▶ [EXERCISES TO COMPLETE]
(A) Retype the laptop shutdown thread word for word from "It is possible" to "(Aug 29, 2006)".
(B) Continue the forum thread about the laptop that keeps shutting off, starting after its last line.

# Laptop is shutting off



## ruwilde59 (Jun 20, 2006)

*Hi,*

*I was wondering if anyone had a suggstion why my HP Pav N5000 series Laptop model is just shutting down, it's strange cause I can hear the fan but the screen is black and nothing, I reboot and sometimes it will come on for a few minutes and sometimes it wont even get through the boot sequence. Some said the power supply could be bad, but it seem like the video or Vid card is screwed up. If i just take it to any service center they could tell me anything and charge me more then the laptop is worth. Coud it be a bad battery? *


----------



## tribe_fan (May 18, 2006)

Try getting a can of air and blow out the vents.

Also - look for the small switch the tells the computer the the cover is closed - I'v' seen these stick - and it can cause the system to go into suspend mode.


----------



## tribe_fan (May 18, 2006)

Check this out too - did a quick search on "hp n5000 shutting down"

http://members.cox.net/rstultz5/knowledge/Documents/Disassembly%20of%20Hewlett%20Packard%20Pavilion%20N5190%20Laptop.htm


----------



## RAC (Jul 6, 2006)

It is possible that the computer is working but the LCD is dead. Try attaching an external monitor. If the notebook screen is black but the external monitor displays, voila. 

The suggestion to remove dust from the fan vent is a good one. There may be an issue with the thermostat.


----------



## MAYESJI (Aug 29, 2006)

▶ [SOURCE EXCERPT]
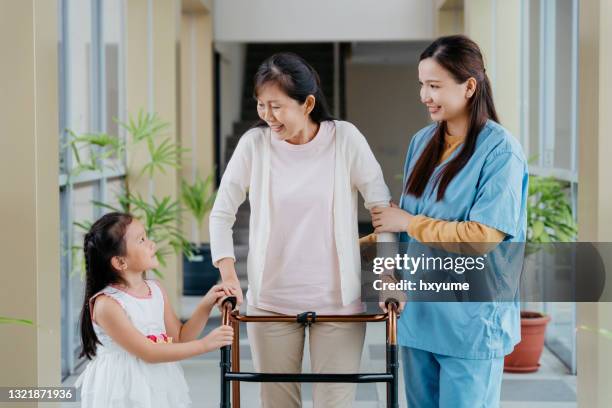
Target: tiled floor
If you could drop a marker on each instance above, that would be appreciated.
(550, 387)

▶ [ANSWERS BY TASK]
(A)
It is possible that the computer is working but the LCD is dead. Try attaching an external monitor. If the notebook screen is black but the external monitor displays, voila. 

The suggestion to remove dust from the fan vent is a good one. There may be an issue with the thermostat.


----------



## MAYESJI (Aug 29, 2006)

(B)
is it shutting down after it comes on or can you hear it keep running until YOU shut it off?


----------



## Gary335 (Sep 8, 2006)

Sounds to me like you have a video problem. from your description of the problem, it sounds as if the system is still on when you loose video which leads me to believe that either there's something wrong with the LCD or with the video chip inside the laptop.


----------



## IckesTheSane (Oct 17, 2007)

Bad memory can cause all kinds of strange issues, from periodically locking up to the stuff you're describing. There's a free utility you can try here:

http://hcidesign.com/memtest/

Let it run for a while. 20 minutes minimum, overnight is best. If it keeps running your RAM is fine.

It's also a good check of your cooling system. It doesn't turn the heat up as much as other programs could, but if you're having problems like that I don't think you'd want to push it as hard as you can. Be sure to clean out any dust before you run it so you're checking the right things.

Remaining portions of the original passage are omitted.